>> Begin

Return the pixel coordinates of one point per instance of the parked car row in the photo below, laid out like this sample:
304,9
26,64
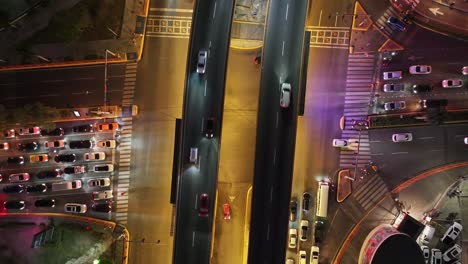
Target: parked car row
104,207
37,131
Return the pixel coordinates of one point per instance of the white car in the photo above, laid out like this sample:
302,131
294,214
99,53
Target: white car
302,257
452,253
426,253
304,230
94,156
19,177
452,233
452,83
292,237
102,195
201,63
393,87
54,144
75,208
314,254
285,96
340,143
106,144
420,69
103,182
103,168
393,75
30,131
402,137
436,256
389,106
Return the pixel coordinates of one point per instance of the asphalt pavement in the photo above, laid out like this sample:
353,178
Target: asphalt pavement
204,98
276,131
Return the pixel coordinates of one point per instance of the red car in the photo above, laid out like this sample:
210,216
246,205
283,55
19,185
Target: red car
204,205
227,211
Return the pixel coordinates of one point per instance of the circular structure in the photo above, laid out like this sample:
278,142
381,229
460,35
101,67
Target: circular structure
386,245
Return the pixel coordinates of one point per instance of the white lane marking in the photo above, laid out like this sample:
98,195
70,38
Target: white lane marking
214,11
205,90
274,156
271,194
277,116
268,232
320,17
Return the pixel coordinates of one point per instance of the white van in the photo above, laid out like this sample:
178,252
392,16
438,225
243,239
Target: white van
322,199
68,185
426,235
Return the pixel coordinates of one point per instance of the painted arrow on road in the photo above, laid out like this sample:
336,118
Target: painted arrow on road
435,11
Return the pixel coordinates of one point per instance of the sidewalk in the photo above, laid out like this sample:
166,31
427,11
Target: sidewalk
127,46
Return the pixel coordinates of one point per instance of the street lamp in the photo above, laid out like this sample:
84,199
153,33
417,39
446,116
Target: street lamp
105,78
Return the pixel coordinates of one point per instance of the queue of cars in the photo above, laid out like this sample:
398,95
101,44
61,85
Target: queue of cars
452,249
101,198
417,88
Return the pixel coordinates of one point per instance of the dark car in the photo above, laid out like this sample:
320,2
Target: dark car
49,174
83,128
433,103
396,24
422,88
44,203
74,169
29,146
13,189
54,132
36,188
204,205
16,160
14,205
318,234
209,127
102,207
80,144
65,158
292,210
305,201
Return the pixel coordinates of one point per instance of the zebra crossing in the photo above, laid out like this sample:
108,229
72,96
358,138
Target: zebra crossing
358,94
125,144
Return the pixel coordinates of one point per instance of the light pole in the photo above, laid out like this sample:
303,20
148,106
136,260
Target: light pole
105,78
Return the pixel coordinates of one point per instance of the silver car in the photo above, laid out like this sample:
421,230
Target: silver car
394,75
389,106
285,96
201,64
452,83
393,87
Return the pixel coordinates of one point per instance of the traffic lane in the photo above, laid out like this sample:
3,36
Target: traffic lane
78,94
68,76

>> End
>> Begin

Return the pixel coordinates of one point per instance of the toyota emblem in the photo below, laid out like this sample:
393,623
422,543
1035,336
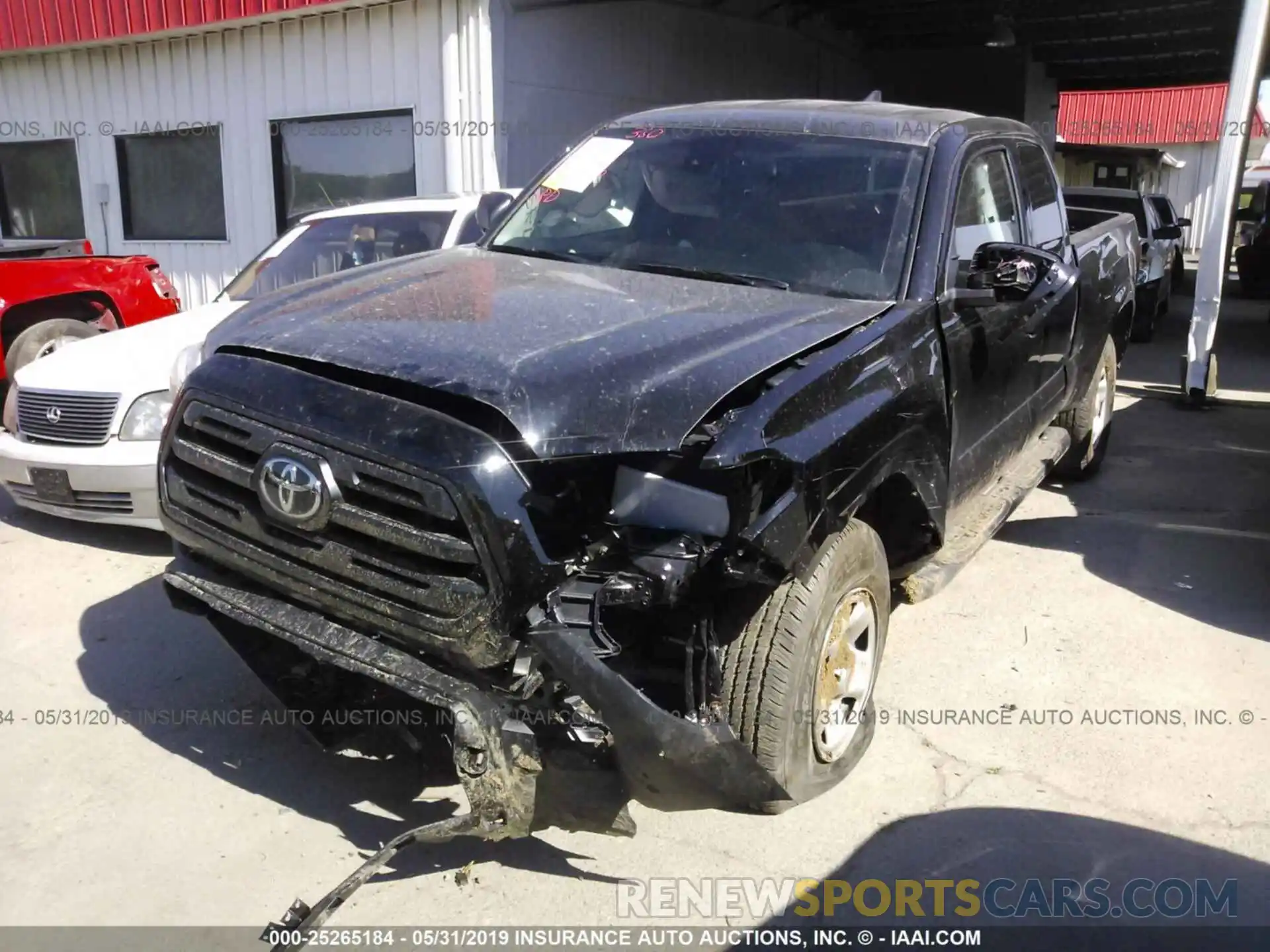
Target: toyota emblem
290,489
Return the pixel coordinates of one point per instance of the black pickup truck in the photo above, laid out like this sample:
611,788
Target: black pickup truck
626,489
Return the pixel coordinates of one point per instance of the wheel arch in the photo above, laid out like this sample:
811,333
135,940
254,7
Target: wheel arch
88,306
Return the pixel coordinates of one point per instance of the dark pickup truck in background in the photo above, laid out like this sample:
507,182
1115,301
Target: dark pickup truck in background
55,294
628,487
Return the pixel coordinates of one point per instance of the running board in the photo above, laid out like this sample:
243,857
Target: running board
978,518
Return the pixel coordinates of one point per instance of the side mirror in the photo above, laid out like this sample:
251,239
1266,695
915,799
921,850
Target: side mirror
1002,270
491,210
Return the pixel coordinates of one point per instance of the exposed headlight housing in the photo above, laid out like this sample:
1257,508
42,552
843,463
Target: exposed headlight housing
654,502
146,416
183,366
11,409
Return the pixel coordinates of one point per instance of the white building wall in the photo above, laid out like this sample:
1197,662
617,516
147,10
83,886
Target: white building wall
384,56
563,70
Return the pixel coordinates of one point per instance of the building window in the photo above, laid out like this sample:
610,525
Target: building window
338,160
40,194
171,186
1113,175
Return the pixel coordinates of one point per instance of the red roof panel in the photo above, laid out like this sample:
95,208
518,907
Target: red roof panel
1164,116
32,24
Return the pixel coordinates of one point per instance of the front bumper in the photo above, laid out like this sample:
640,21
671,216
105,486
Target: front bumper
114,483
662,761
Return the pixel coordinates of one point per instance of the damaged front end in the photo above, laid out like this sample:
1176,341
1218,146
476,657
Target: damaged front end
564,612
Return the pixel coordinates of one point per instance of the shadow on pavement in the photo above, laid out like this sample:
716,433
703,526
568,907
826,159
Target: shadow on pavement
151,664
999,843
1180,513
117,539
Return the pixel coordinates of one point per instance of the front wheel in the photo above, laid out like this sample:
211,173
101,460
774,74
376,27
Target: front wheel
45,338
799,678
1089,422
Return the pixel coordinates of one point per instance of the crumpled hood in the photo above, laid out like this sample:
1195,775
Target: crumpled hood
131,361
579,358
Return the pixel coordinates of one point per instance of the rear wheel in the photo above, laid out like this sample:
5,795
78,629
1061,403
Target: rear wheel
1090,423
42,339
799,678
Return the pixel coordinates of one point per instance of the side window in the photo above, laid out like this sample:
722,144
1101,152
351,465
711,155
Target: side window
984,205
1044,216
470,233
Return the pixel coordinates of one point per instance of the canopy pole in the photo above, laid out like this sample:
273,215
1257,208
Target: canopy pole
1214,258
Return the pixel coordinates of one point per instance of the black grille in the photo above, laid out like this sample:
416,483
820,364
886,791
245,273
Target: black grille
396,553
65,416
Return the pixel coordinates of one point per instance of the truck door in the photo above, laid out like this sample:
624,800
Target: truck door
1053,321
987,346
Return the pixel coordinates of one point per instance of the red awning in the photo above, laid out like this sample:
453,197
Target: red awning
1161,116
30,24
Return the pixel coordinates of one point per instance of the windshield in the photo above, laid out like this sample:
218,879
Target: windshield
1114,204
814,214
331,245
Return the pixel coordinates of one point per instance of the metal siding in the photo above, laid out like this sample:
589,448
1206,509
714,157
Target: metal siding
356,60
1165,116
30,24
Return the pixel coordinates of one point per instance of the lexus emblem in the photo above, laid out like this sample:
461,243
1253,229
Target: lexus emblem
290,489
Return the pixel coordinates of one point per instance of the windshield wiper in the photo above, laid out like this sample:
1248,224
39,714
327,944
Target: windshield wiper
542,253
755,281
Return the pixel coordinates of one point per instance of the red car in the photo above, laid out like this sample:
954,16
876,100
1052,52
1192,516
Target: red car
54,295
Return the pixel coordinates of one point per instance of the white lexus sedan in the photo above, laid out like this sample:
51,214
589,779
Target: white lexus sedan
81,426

>> End

### Written task:
Please count the lines in the entries above that contain the word "zebra", and reply with only that number.

### In response:
2